§ THE TASK: A word-for-word copy of the data is what's wanted, with no pictures.

§ Region pointing data:
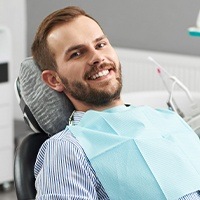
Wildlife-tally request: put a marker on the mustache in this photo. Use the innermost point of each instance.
(96, 68)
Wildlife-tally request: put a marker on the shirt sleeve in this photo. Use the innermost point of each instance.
(63, 172)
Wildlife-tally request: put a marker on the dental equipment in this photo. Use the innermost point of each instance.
(194, 119)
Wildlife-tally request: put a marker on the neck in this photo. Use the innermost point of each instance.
(80, 106)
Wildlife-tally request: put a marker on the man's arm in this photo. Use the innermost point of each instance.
(63, 172)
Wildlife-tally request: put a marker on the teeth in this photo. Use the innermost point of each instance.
(100, 74)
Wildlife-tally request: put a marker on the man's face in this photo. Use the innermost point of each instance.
(87, 64)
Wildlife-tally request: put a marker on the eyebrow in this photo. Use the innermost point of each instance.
(79, 46)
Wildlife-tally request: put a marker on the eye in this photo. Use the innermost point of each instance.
(100, 45)
(75, 54)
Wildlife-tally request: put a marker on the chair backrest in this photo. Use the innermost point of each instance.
(25, 157)
(46, 112)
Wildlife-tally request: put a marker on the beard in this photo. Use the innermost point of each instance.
(92, 96)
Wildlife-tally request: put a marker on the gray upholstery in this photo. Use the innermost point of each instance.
(51, 109)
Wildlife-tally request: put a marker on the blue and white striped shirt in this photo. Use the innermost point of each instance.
(63, 171)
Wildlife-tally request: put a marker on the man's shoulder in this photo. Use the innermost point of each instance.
(64, 136)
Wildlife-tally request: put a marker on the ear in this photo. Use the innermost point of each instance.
(52, 79)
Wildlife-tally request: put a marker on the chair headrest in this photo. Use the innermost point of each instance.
(42, 107)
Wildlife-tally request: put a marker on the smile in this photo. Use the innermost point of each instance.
(100, 74)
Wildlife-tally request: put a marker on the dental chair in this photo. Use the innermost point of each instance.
(46, 112)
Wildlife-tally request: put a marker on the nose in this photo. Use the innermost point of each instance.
(96, 57)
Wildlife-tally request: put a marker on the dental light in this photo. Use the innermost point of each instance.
(195, 31)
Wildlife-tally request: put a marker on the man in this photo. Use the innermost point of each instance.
(109, 151)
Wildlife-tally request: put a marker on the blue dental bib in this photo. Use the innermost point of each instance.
(141, 153)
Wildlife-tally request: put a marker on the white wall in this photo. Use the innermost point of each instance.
(13, 16)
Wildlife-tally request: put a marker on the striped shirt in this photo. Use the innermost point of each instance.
(63, 171)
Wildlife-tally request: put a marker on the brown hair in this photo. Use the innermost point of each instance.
(41, 52)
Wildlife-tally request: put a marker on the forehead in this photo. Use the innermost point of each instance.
(80, 30)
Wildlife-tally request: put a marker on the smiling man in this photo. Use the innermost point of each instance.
(109, 150)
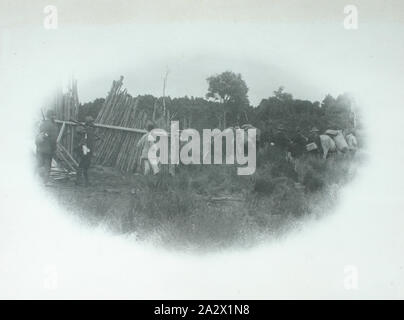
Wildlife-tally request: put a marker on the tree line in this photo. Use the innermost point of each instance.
(226, 104)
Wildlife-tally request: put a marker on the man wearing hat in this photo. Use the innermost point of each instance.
(46, 142)
(85, 149)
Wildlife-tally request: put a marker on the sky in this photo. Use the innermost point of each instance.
(299, 44)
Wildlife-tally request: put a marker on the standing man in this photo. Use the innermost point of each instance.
(314, 137)
(46, 143)
(145, 143)
(85, 150)
(281, 141)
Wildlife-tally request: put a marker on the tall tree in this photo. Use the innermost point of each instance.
(231, 91)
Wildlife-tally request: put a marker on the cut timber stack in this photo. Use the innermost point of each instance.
(66, 107)
(118, 147)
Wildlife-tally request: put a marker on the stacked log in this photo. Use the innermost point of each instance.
(66, 106)
(117, 148)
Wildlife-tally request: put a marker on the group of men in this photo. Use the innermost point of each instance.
(46, 146)
(298, 143)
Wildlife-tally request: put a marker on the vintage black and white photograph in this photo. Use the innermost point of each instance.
(201, 150)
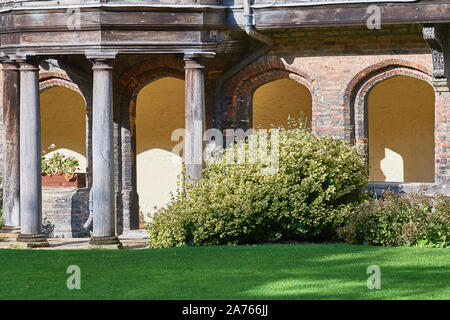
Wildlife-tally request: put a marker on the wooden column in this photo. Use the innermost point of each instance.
(30, 154)
(194, 114)
(102, 152)
(11, 150)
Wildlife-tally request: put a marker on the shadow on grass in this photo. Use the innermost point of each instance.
(242, 272)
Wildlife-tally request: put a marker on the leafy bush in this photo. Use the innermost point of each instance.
(59, 164)
(400, 220)
(317, 184)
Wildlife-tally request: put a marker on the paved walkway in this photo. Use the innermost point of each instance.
(136, 239)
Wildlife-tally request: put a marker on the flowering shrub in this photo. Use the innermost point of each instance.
(59, 164)
(413, 219)
(316, 186)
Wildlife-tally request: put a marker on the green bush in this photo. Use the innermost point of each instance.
(400, 220)
(318, 183)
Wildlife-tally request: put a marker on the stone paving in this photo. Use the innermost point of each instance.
(136, 239)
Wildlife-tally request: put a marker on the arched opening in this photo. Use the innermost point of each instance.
(63, 124)
(159, 111)
(401, 131)
(275, 101)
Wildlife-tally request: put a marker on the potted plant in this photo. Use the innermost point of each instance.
(58, 171)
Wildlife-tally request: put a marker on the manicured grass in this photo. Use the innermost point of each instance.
(241, 272)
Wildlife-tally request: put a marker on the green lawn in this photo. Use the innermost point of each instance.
(241, 272)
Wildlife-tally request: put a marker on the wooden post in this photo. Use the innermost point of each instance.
(30, 154)
(11, 150)
(194, 115)
(102, 152)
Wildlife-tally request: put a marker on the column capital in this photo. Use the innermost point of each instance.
(194, 60)
(27, 62)
(101, 60)
(8, 64)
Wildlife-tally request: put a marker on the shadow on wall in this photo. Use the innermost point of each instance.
(159, 111)
(401, 131)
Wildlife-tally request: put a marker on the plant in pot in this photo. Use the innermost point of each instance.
(59, 170)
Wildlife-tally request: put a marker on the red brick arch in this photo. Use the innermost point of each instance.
(128, 85)
(48, 80)
(238, 91)
(357, 92)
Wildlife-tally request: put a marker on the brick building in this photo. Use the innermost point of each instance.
(374, 73)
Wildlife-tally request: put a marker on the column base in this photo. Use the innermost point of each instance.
(103, 241)
(28, 245)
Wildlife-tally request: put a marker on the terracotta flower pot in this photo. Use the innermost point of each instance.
(59, 181)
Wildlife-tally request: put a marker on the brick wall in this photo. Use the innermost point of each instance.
(64, 211)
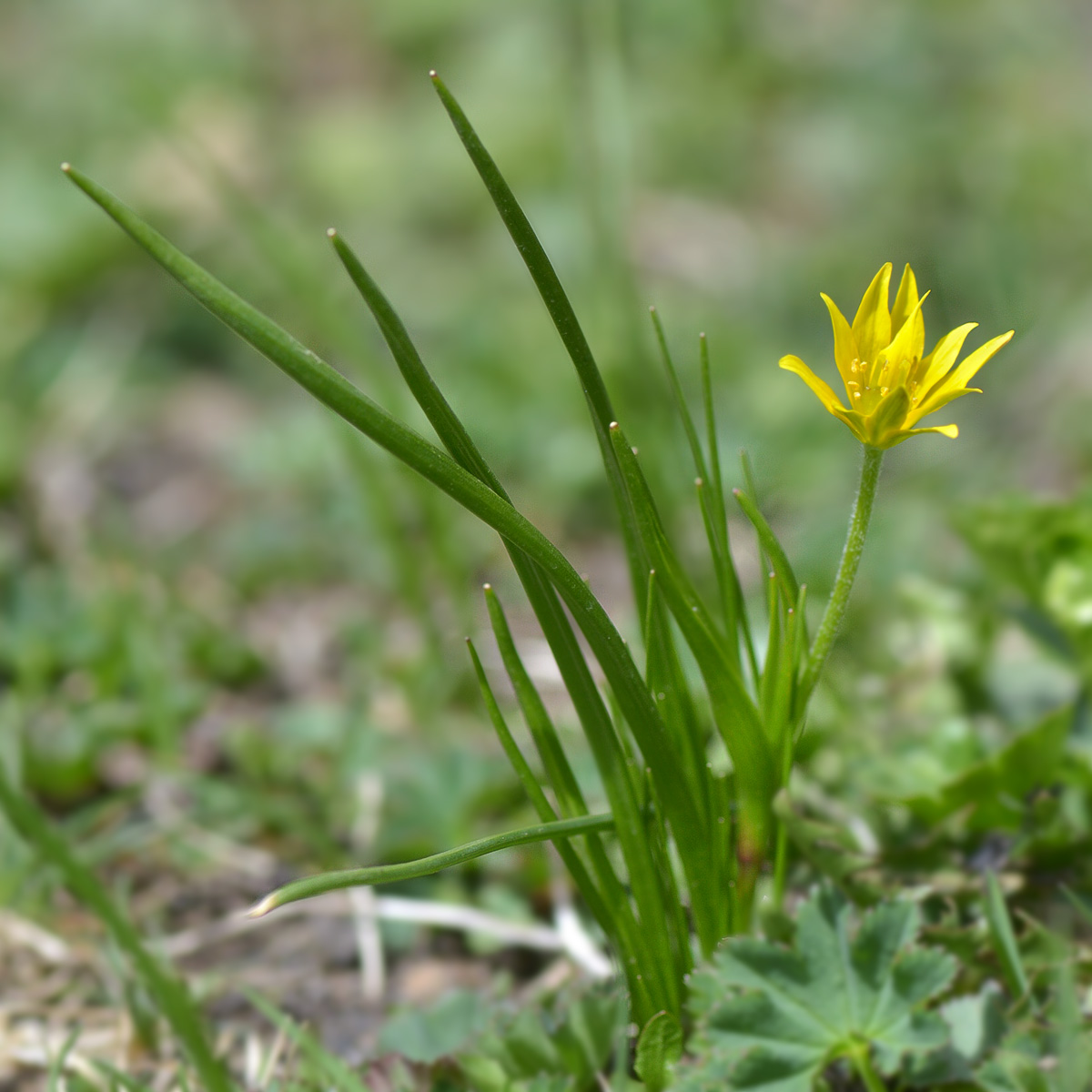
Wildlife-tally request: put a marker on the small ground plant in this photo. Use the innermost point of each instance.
(672, 867)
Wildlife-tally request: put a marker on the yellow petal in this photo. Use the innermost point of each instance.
(905, 349)
(938, 401)
(820, 389)
(936, 365)
(950, 430)
(967, 369)
(905, 299)
(872, 326)
(845, 344)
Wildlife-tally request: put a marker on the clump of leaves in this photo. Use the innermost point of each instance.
(774, 1018)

§ ANSWER AREA:
Wildlife-tally request: put a marker on the mustache in this photo. Use the innermost point of each instance.
(96, 68)
Wildlife-tally request: put a marker on the shirt sleeve in this photo. Use the innermost point of each instance.
(63, 172)
Wildlife-tally request: put a marker on the dental equipment in this photo. Use the innermost point of each instance.
(194, 119)
Wildlife-tally request: put a marker on the neck in this photo. Use the innermost point of each instance.
(80, 106)
Wildlife-tally request: put a marker on the man's arm in this photo. Use the innermost point of each instance.
(63, 172)
Wildlife-tally request: put a marker on the teeth in this photo. Use the innermost point of each instance.
(100, 74)
Wildlife-tally request: put a marker on the man's face in this photo. Use the innermost point of each instance.
(87, 64)
Wildlife-tally request: put a marker on the eyebrow in this photo. Use the innermost point of each instance.
(79, 46)
Wildlife-tally request: put a marker on the eye in this photo. Use the innermost point of each instance.
(100, 45)
(75, 54)
Wildlife-tally request: put a marker on the chair backrest in this photo. Use the innermost point of each instance.
(25, 157)
(46, 112)
Wildlife-tally request: put a marker on the beard in this photo. Use the innermost point of each instance.
(92, 96)
Wildlife-tally request: put a marker on the gray upholstery in this photo. Use the innermost point of each instance.
(51, 109)
Wildlife-tally request: put a marker on the blue and white striped shirt in this photo. Use the innermost point of each instance.
(63, 171)
Wildlife-tally request: put a marker on the man's shoulder in this photo. Use the innermost point of each instance.
(64, 136)
Wildlife-tally request: put a marker on the ear in this photo. Use the innermost point of each instance.
(52, 79)
Wildlife-tally request: put a marker on the chair headrest in this photo. Use the innermost point of each instance.
(42, 107)
Wildlife-tally request: put a marker on the smile in this photo. Use the innermost point of each instance.
(100, 74)
Wildlife-tally request: put a marker on the dental chair in this photo. Use the innermost point of each instance.
(46, 112)
Wildlife-tally request: put a marker on the nose in this photo. Use the innermost point of each instance.
(96, 57)
Wildlife-tally request: put a marker on the dental light in this photo. Use the innermost point of each instance.
(195, 31)
Wildlife-tally request: put a marker on the man in this photo. Use the innermost point of each instance.
(109, 151)
Wildlife-tally request: put a marker on the blue dental bib in this photo. Use the innermost point of each instance.
(141, 153)
Wildlife-tally request: put a marker on the white wall in this photo. Use the innermost point of each instance.
(13, 16)
Wildlife-tally request: put a marker on the striped shirt in this photo. Use the innermost point of each instance.
(63, 171)
Wildlife-tally request: put a marker on the brown hair in this photo. Use the innermost point of each instance.
(41, 52)
Wildlife-tally request: put a marker on the forehead in this photo. Use the innermost point of each instance.
(80, 30)
Wildlife-tally request: put a marker on the smiling man in this photo. Use the innermost point of each instance.
(109, 150)
Wildlife-tally request: put a marker on the tree line in this photo. Use the innermost point of each instance.
(226, 104)
Wildlife-tally request: put a marker on the man wearing hat in this photo. Use the innermost point of each instance.
(46, 142)
(85, 149)
Wildlife-tally request: put a marker on the sky in this photo. Use the innermost point of each instance.
(299, 44)
Wildlife-tally request: put a marker on the standing man in this photo. Use the innermost point of each instance.
(314, 137)
(46, 143)
(145, 143)
(85, 150)
(281, 141)
Wildlife-tally request: put a marker on the tall tree in this photo. Use the innermost point of each instance.
(231, 91)
Wildlife-tally request: put a marker on the cut timber stack in this photo. Use the innermost point of each instance.
(66, 107)
(118, 147)
Wildlife-tally request: put a marker on the stacked log in this photo. Use the innermost point of each instance.
(66, 106)
(117, 148)
Wildlife-tally request: put a marker on the group of men in this photo. Use the innermost point of each instance.
(46, 146)
(298, 143)
Wildlife-tally request: put a marker on the vintage black and white photograph in this photo. Use the innermost point of each instance.
(201, 150)
Wildlife-tally request: put a marker on the wooden column in this photo. Use the innermost point of each instance.
(30, 154)
(194, 114)
(102, 152)
(11, 150)
Wildlife-tally request: put a marker on the shadow on grass in this photo. Use the innermost point of each instance.
(242, 272)
Wildlife-tally request: put a marker on the leafy bush in this photo. Use the innermost point of each instance.
(59, 164)
(400, 220)
(317, 184)
Wildlife-tally request: put a marker on the paved walkway in this photo. Use the innermost point of each instance.
(136, 239)
Wildlife-tally request: put a marker on the flowering shrub in this photo. Use the innermost point of each instance.
(59, 164)
(413, 219)
(316, 186)
Wildlife-tally request: put a marker on the green bush in this photo. Use the innermost point of each instance.
(400, 220)
(318, 183)
Wildlife-tally request: put a marker on the stone paving in this photo. Use the innermost point of each instance.
(136, 239)
Wildlife-tally request: put a marker on the arched opening in this photo. Use the innermost point of each instance.
(63, 124)
(159, 111)
(401, 131)
(275, 101)
Wildlife-tally request: put a marker on the potted plant in this photo. Use the innermost point of each instance.
(58, 171)
Wildlife-tally request: put a marker on the manicured grass in this photo. Use the innermost point of each instance.
(241, 272)
Wildlife-tally request: put a marker on the green lawn in this photo. Use the innermost point of each instance.
(241, 272)
Wildlife-tally request: put a marker on the wooden post in this photo. Use the innermost point of each instance.
(30, 154)
(11, 150)
(194, 115)
(102, 152)
Wildlife-tally request: put a marker on the column capital in this photo. Use the innermost point of each instance.
(194, 60)
(27, 62)
(101, 60)
(8, 64)
Wildlife-tally request: put a marker on the shadow on wall in this photo. Use the innermost point of each instance.
(159, 111)
(401, 131)
Wildlife-tally request: put a marker on the plant in pot in this photo. Use the innermost point of each instance.
(59, 170)
Wildlife-tally request: put a marker on the red brick arch in this photo. Use the innermost point of each instance.
(128, 85)
(48, 80)
(238, 91)
(357, 92)
Wildlife-tally request: put a marker on the brick building in this photo. Use the innermost point of each instance.
(374, 73)
Wildlife-tally request: put a marker on the column base in this photo. Use the innermost point of each instance.
(103, 241)
(28, 245)
Wildlife-tally request: put a marker on the terracotta flower pot in this photo. Use the innermost point of each instance.
(59, 181)
Wildlife-tally request: put a marker on the brick wall in this photo. Use the innermost point of each instance.
(64, 211)
Wildlife-tally request: put a marker on the small ground plant in this photo. Use the innermost point of each instance.
(672, 867)
Wildlife-tally request: put a marker on the yellow petal in this photo. Use the innermost point of each instance.
(905, 349)
(938, 401)
(820, 389)
(936, 365)
(950, 430)
(967, 369)
(905, 299)
(872, 326)
(845, 344)
Wildlife-tally request: put a marker on the clump of leaves in this photo. Use the innermost point of each instance.
(774, 1018)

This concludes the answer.